Input data
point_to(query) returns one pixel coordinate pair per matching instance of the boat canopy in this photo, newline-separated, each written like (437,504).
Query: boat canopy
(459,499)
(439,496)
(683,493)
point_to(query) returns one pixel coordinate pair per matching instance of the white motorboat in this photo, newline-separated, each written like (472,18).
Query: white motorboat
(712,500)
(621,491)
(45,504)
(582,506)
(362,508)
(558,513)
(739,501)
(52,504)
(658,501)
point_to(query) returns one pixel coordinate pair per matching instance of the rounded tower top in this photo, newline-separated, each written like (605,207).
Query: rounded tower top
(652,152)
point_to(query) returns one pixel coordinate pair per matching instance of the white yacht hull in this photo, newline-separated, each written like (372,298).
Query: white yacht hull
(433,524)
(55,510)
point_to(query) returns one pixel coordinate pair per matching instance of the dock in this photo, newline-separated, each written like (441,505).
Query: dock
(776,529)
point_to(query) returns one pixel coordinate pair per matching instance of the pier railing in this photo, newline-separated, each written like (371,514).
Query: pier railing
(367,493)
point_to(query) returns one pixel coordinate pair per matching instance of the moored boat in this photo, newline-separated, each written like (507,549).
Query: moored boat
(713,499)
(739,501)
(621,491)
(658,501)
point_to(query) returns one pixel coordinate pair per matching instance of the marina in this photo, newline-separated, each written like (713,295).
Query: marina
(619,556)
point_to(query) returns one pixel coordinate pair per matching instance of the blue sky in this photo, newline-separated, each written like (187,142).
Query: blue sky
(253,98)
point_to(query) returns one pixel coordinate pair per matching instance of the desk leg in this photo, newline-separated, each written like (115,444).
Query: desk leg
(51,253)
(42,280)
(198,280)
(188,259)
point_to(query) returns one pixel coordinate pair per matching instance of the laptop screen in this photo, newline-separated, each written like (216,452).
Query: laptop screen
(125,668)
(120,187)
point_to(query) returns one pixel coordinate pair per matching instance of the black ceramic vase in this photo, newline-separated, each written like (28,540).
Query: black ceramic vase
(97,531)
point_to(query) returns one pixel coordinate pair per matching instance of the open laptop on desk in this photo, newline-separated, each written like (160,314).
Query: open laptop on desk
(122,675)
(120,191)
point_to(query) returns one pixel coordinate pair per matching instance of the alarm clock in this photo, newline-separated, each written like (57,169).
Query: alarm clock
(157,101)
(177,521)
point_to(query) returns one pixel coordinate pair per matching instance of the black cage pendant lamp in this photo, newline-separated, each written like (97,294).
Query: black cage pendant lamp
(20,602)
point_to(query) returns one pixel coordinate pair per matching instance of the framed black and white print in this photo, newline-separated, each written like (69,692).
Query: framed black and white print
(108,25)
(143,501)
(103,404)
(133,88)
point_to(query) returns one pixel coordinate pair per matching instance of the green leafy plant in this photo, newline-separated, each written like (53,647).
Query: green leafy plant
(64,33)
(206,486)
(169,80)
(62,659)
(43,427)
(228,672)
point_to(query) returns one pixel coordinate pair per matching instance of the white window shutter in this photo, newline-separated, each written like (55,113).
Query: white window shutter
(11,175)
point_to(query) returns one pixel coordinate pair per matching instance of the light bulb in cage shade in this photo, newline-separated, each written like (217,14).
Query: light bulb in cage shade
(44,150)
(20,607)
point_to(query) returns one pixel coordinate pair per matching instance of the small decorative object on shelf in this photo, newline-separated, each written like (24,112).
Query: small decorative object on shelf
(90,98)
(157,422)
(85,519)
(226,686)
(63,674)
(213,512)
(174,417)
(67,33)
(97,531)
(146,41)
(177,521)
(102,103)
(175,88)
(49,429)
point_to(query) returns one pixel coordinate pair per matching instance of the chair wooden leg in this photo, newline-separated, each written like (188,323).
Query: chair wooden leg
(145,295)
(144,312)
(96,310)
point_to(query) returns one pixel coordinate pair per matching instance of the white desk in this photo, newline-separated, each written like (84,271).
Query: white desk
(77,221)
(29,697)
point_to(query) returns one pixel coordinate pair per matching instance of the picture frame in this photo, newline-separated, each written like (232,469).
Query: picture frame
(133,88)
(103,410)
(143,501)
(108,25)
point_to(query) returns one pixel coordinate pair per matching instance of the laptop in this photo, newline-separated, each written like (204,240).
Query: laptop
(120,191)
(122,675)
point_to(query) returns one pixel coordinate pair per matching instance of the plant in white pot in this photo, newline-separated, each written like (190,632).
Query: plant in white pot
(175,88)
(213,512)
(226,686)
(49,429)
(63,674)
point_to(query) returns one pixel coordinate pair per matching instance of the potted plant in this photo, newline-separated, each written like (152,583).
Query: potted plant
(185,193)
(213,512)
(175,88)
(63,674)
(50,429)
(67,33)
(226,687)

Work instructions
Return everything from the line containing "written like (190,632)." down to the end of the material, copied without any change.

Result
point_to(query) returns one pixel coordinate pair per matching instance of the plant in white pot in this photo, newline-separated, each written like (190,632).
Query: plant in white pot
(175,88)
(213,512)
(226,686)
(49,429)
(63,674)
point_to(query) returns one pixel coordinate pair per matching instance of the potted plant in this photo, newline-separated, each written like (152,583).
Query: potted plant
(185,193)
(213,512)
(175,88)
(63,674)
(50,429)
(67,33)
(226,687)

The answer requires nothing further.